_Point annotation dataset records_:
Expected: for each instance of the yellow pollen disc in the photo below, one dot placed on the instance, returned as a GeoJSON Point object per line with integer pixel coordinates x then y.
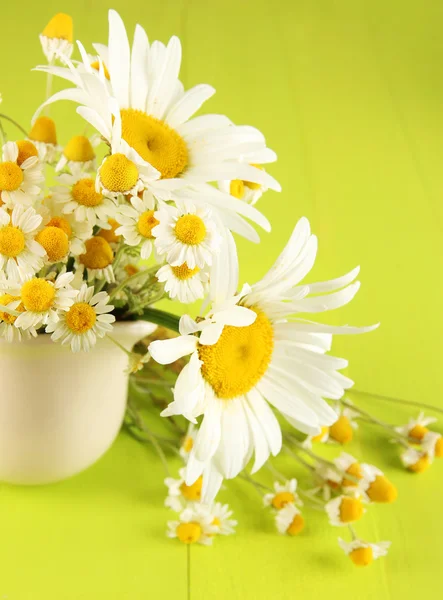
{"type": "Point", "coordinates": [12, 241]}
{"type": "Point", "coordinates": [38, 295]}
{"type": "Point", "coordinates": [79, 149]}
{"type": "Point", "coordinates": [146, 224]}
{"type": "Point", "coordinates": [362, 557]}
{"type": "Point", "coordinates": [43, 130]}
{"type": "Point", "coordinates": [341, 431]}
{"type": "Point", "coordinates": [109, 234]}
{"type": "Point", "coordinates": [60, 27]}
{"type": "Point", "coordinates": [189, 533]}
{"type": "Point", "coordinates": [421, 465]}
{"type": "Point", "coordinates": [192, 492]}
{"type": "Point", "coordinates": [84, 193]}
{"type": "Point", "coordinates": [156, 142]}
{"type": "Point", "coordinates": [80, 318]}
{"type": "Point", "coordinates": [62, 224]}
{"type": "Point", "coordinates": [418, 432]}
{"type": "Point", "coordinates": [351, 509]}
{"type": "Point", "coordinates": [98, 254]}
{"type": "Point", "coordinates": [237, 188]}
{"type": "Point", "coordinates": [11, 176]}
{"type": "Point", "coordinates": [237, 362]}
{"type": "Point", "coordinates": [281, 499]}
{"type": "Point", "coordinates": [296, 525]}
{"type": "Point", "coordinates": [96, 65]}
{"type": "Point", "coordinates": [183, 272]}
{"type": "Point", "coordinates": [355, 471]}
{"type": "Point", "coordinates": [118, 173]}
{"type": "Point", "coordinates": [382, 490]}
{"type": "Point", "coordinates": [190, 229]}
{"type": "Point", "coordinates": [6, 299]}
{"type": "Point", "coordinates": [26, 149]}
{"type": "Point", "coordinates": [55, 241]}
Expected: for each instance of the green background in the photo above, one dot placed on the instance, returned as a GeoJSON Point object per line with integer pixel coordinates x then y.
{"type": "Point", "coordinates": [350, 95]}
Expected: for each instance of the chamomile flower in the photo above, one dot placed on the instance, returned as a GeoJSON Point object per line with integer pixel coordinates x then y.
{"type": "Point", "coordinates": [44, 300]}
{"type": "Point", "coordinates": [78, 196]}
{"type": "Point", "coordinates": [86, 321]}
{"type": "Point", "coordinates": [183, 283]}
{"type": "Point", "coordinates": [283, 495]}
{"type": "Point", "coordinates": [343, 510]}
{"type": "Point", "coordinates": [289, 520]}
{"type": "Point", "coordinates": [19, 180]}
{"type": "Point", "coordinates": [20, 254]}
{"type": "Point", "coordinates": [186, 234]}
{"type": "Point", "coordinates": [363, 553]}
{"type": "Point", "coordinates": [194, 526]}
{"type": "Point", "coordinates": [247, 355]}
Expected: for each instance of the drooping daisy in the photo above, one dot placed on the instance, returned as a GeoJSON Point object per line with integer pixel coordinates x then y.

_YOUR INSTRUCTIONS_:
Using the material above, return every line exactly as it appears, minus the pictures.

_FINAL ANSWER_:
Expected: for each instance of the yellow pollen disc in the photo below, one dot placed on the instance, returned as a GeoJSON Point object per line with integer pixel coordinates x then y.
{"type": "Point", "coordinates": [12, 241]}
{"type": "Point", "coordinates": [38, 295]}
{"type": "Point", "coordinates": [79, 149]}
{"type": "Point", "coordinates": [146, 224]}
{"type": "Point", "coordinates": [362, 557]}
{"type": "Point", "coordinates": [43, 130]}
{"type": "Point", "coordinates": [341, 431]}
{"type": "Point", "coordinates": [109, 234]}
{"type": "Point", "coordinates": [60, 27]}
{"type": "Point", "coordinates": [189, 533]}
{"type": "Point", "coordinates": [421, 465]}
{"type": "Point", "coordinates": [192, 492]}
{"type": "Point", "coordinates": [84, 193]}
{"type": "Point", "coordinates": [156, 142]}
{"type": "Point", "coordinates": [80, 318]}
{"type": "Point", "coordinates": [62, 224]}
{"type": "Point", "coordinates": [418, 432]}
{"type": "Point", "coordinates": [351, 509]}
{"type": "Point", "coordinates": [98, 254]}
{"type": "Point", "coordinates": [237, 188]}
{"type": "Point", "coordinates": [11, 176]}
{"type": "Point", "coordinates": [237, 362]}
{"type": "Point", "coordinates": [281, 499]}
{"type": "Point", "coordinates": [296, 525]}
{"type": "Point", "coordinates": [96, 65]}
{"type": "Point", "coordinates": [183, 272]}
{"type": "Point", "coordinates": [355, 471]}
{"type": "Point", "coordinates": [118, 173]}
{"type": "Point", "coordinates": [382, 490]}
{"type": "Point", "coordinates": [190, 229]}
{"type": "Point", "coordinates": [6, 299]}
{"type": "Point", "coordinates": [26, 149]}
{"type": "Point", "coordinates": [55, 241]}
Expected: for each instance of the green background in the photo above, one dot placed on the instance, returned as a GeoJSON Point object per line with integer pixel coordinates x then y.
{"type": "Point", "coordinates": [350, 95]}
Expected: for each instance of the chamomile flower in the photo above, one dot placed on the instance, returned as a GeoJSON Point object per line with integer pixel coordinates x then y.
{"type": "Point", "coordinates": [44, 300]}
{"type": "Point", "coordinates": [78, 196]}
{"type": "Point", "coordinates": [86, 321]}
{"type": "Point", "coordinates": [183, 283]}
{"type": "Point", "coordinates": [283, 495]}
{"type": "Point", "coordinates": [343, 510]}
{"type": "Point", "coordinates": [289, 520]}
{"type": "Point", "coordinates": [19, 180]}
{"type": "Point", "coordinates": [20, 254]}
{"type": "Point", "coordinates": [186, 234]}
{"type": "Point", "coordinates": [363, 553]}
{"type": "Point", "coordinates": [194, 526]}
{"type": "Point", "coordinates": [247, 355]}
Expected: for each instance of the drooping daisy in the photo above, one dot placed on the instance, returned as a GeoJSON Point object per line with integer pixel coordinates x then y.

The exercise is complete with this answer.